> **SET TASK**
Quote all lines below exactly. Images stay out.
>> start ENTRIES SHOWN
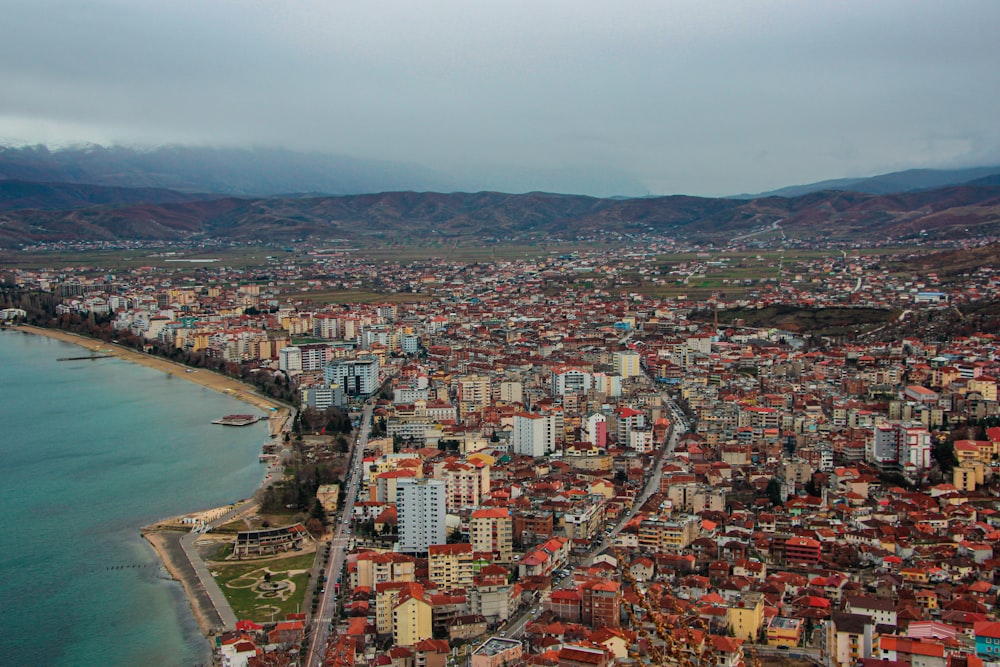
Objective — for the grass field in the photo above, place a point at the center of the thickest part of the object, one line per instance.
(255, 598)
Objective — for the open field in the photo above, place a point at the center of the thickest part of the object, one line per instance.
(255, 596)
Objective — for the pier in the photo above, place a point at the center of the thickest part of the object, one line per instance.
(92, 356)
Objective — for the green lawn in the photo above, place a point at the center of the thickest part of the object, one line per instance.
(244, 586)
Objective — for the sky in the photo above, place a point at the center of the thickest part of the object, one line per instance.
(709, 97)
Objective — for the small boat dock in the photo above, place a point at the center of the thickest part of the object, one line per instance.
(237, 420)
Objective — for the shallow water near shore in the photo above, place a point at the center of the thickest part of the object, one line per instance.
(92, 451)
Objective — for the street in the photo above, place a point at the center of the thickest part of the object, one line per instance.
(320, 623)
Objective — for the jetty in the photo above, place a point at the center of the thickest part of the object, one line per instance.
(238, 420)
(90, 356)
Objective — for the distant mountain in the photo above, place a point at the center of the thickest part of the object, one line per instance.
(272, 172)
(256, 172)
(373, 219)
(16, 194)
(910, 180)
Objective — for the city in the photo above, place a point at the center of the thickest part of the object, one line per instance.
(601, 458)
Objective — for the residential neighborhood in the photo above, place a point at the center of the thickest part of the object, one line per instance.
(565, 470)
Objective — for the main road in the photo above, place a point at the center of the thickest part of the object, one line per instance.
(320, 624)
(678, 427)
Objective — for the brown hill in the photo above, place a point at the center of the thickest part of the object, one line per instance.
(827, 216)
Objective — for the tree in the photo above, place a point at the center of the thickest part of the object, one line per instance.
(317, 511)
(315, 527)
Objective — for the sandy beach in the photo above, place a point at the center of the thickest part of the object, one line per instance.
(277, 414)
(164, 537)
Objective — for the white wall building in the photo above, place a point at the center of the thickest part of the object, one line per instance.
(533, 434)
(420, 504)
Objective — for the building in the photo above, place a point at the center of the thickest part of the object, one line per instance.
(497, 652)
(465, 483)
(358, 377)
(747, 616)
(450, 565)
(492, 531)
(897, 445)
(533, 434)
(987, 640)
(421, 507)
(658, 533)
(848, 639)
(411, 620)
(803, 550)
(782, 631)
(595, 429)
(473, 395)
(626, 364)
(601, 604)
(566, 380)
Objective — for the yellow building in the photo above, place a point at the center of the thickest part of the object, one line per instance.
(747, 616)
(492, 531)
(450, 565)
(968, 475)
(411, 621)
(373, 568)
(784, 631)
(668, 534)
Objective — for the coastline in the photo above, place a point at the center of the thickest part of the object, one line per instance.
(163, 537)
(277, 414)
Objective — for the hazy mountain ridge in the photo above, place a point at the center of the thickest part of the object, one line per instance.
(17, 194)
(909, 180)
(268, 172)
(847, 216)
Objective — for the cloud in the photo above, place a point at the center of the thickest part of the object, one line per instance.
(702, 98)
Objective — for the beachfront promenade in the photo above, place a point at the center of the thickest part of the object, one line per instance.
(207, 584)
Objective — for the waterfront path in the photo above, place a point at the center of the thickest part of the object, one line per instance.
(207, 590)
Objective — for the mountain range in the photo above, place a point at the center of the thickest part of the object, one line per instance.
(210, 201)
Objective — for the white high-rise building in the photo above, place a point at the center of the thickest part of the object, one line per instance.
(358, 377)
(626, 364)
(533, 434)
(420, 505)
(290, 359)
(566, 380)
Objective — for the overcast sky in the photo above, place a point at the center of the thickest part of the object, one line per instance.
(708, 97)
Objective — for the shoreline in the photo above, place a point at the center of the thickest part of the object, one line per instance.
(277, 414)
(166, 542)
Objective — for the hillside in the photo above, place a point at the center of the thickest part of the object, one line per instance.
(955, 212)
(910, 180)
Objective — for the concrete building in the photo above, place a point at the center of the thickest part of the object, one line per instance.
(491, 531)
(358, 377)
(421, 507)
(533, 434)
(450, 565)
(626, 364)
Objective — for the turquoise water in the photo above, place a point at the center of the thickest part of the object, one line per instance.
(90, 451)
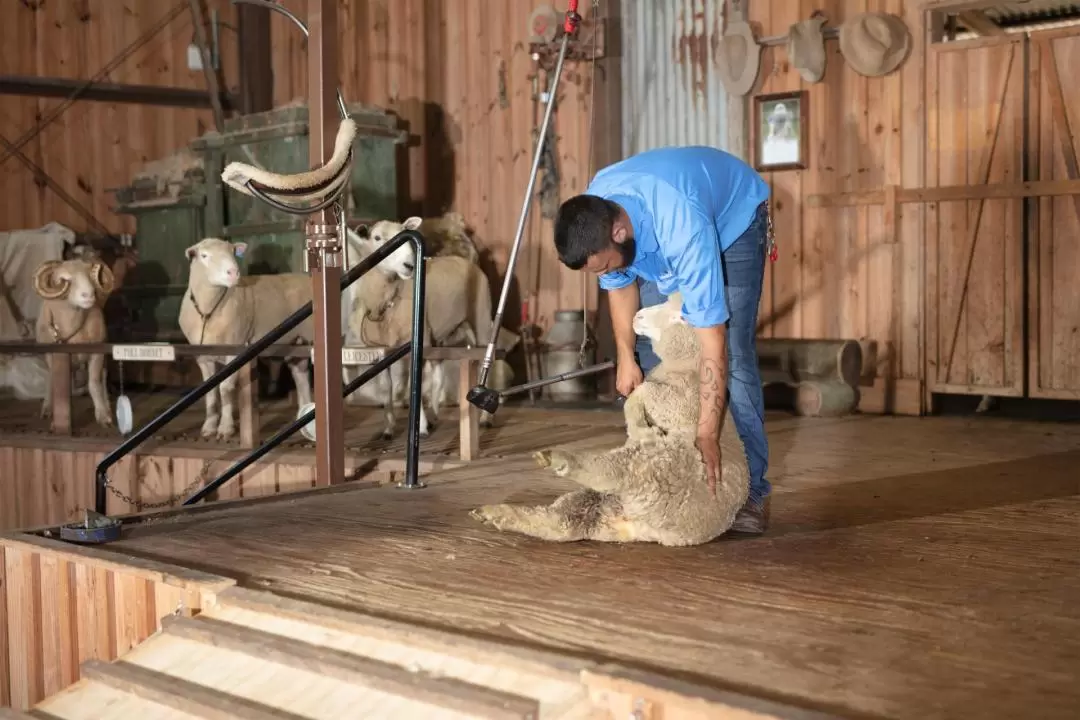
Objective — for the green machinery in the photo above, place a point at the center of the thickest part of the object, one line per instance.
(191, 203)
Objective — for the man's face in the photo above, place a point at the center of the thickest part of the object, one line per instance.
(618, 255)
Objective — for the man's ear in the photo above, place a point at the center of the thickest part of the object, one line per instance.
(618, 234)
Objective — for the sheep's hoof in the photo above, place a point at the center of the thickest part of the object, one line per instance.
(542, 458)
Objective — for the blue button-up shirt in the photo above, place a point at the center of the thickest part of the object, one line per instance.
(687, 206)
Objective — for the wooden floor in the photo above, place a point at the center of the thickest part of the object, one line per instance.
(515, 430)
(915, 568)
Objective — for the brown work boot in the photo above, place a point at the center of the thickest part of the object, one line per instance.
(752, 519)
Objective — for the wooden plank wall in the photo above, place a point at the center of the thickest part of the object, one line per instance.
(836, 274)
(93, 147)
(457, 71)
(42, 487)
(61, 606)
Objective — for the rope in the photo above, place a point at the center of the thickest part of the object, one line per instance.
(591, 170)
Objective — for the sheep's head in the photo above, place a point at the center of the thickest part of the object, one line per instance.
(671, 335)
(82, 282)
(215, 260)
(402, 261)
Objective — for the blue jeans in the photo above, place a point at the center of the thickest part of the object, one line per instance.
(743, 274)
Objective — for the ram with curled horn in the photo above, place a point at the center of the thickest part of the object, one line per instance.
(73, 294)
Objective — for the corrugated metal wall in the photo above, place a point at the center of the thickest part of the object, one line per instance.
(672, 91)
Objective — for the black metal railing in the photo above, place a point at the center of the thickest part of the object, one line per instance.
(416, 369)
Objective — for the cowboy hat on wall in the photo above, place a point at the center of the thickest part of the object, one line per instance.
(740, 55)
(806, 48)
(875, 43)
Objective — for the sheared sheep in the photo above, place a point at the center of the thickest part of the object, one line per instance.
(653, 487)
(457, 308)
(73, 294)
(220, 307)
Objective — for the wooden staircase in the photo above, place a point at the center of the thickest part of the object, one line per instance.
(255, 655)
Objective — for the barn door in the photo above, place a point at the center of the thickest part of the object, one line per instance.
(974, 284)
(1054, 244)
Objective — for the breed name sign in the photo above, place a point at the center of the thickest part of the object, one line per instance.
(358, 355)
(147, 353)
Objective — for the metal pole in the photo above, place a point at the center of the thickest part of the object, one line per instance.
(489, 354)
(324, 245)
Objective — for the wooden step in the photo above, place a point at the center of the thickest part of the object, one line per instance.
>> end ENTRIES SHOWN
> **SOLUTION**
Objective — for the grass field in the photo above, place a point at the center of the thickest part of the object, one line per instance.
(255, 598)
Objective — for the open field in the photo above, place a point at the center of the thickest part of the object, one line per instance.
(255, 596)
Objective — for the pier in the photo above, place a point at the center of the thickest part of the object, one line per instance.
(92, 356)
Objective — for the green lawn in the photo above, place a point at the center of the thickest part of the object, one line per instance.
(244, 586)
Objective — for the sky in the photo above, place a point at the center of the thickest part of the object, one line per instance.
(709, 97)
Objective — for the small boat dock in the photo above, place a point at the center of the thickest part of the object, one line per instance.
(237, 420)
Objective — for the shallow water near shore in the photo above, place a point at the center of the thickest part of the object, one line per instance.
(92, 451)
Objective — for the street in the photo above, place a point at the center of the thickest part of the object, one line per instance.
(320, 623)
Objective — for the jetty in the photo above, place a point at the center of the thickest part of the object, one line per instance.
(238, 420)
(90, 356)
Objective — for the distant mountain in the photo above, place a point at the center of the thickest part of the object, one line per instance.
(272, 172)
(256, 172)
(373, 219)
(16, 194)
(910, 180)
Objective — for the city in the photo above, place a point at the center of the thickest part of the object, one line per instance.
(601, 458)
Objective — for the residential neighborhood in the photo above, place a point at the center of the thickest part of the object, one line per instance.
(565, 470)
Objective — for the main road in the photo above, place a point at the center of the thickest part of the object, one line per instance.
(320, 624)
(678, 427)
Objective — for the brown hill in the photo above, place a point at the center of the thickest part of the object, one line per instance.
(827, 216)
Objective — for the tree in the photo above, place a point at the center of the thickest part of the object, one line per instance.
(317, 511)
(315, 527)
Objective — for the sandy beach in the photo above, place a point at the center of the thickest part of the object, one line per instance.
(277, 414)
(164, 537)
Objective — for the white wall building in the photo above, place a point at the center of the thickest part of the object, one line per instance.
(533, 434)
(420, 504)
Objective — for the building in the photo above, place a point at the center of the thickest part of the object, one line per instance.
(497, 652)
(465, 483)
(358, 377)
(747, 616)
(450, 565)
(492, 531)
(897, 445)
(533, 434)
(987, 640)
(421, 507)
(658, 533)
(848, 639)
(411, 620)
(803, 550)
(782, 631)
(595, 429)
(473, 395)
(626, 364)
(601, 604)
(566, 380)
Objective — for the yellow building in the photo above, place a point at the center of the thickest part of the object, one line per instance.
(747, 616)
(492, 531)
(450, 565)
(968, 475)
(411, 621)
(373, 568)
(784, 631)
(668, 534)
Objective — for the coastline in the photo above, place a point at the center of the thickest part of the object, one line per instance.
(163, 537)
(277, 414)
Objective — for the hazy mountain ridge in the photo above, place a point at the center of the thickest part of the object, one line per instance.
(17, 194)
(909, 180)
(268, 172)
(847, 216)
Objective — for the cloud in the photo above, place a point at the center of the thickest part of the object, one line per instance.
(702, 98)
Objective — for the beachfront promenade in the photo above, place a point at the center of the thickest part of the object, one line per instance.
(207, 584)
Objective — for the waterfront path in the photo above, place a point at the center of the thickest part of the object, one line per instance.
(207, 590)
Objective — for the mountain range in the photo above, place a point at the center of the thickest part of the object, one line per instance.
(210, 201)
Objective — for the white high-rise building in the photo above, place a point at the center of the thickest part of the object, one line per instance.
(358, 377)
(626, 364)
(533, 434)
(420, 505)
(290, 359)
(566, 380)
Objective — for the overcast sky in the photo above, place a point at the center of the thickest part of the object, one line per instance.
(708, 97)
Objective — for the shoreline in the photo above, place a point at the center of the thickest part of the object, one line per instance.
(277, 414)
(166, 542)
Objective — for the hillside in the photo above, place a point at the center of the thickest part of the object, one line per instance.
(955, 212)
(910, 180)
Objective — for the concrete building in the photo above, place a point at the center of the thickest part of the object, one line per instance.
(491, 531)
(358, 377)
(421, 507)
(533, 434)
(450, 565)
(626, 364)
Objective — for the turquoise water in the photo above, place a point at the center of the thickest part of the object, one line per instance.
(90, 451)
Objective — for the green machinery in the photo above, place a point at the center of the thickest part of the object, one line per instance.
(191, 203)
Objective — for the man's face in the photo above, place a point at the center of the thickest part of the object, one line per instance.
(618, 255)
Objective — for the man's ear in the photo above, place a point at the center of the thickest part of the object, one line per instance.
(618, 234)
Objective — for the sheep's hoof in the photo above, place a point at the center of the thickest part of the object, one line per instance.
(542, 458)
Objective — for the blue button-up shirt in the photo above, place a point at the center of the thickest part of the object, one line per instance.
(687, 206)
Objective — for the wooden floor in the photo above, place a point at the center of the thickest part of the object, one line per instance.
(515, 430)
(915, 568)
Objective — for the brown work boot in the photo above, place a point at the center of the thickest part of the object, one line per instance.
(752, 519)
Objective — for the wooden plank wall in the photo above, place a point at the center of the thickest part of the object, one line per instance.
(836, 274)
(93, 147)
(457, 71)
(42, 487)
(61, 606)
Objective — for the rope in the photo above, place a point at the center of the thickest part of the object, one line per instance.
(591, 170)
Objective — for the sheep's head in the photo above, place a point at the center of the thickest part of the object, one line per instance.
(671, 335)
(82, 282)
(215, 260)
(402, 261)
Objective — for the blue jeans in the photo above, place a point at the center of the thickest part of the object, one line per instance.
(743, 274)
Objective — for the ram with curled horn in the photo above, place a point at the center of the thickest part of the object, one line per instance.
(73, 294)
Objective — for the corrugated metal wall in the photo above, place a point at the center of the thickest part of the object, one line per instance.
(672, 91)
Objective — for the black metal railing in the photo above, place a point at the center of the thickest part of the object, one line per instance.
(416, 369)
Objective — for the cowboy hat on wall in the photo above, place a point at the center of the thickest part of the object, one line per instance.
(740, 55)
(806, 48)
(875, 43)
Objective — for the sheared sheep in the photo above, place a point at the center of the thickest part of the object, one line per instance.
(653, 487)
(457, 308)
(73, 294)
(220, 307)
Objective — for the wooden staircase in the photo above, place a point at the center of the thickest part of the object, one line per instance.
(255, 655)
Objective — for the barn door in the photo above, place a point at the center of the thickest part of the object, one line per instance.
(974, 284)
(1054, 244)
Objective — for the breed name sign in the photo above, place a point at the center of the thickest part of the object, one line per instance.
(358, 355)
(147, 353)
Objective — for the metal pole in the photo above, place a point at the center of the thickest part of the object, one line per instance.
(489, 354)
(324, 245)
Objective — for the wooden step in the photo above, place a point at the center of the thickest part of the object, one line per instance.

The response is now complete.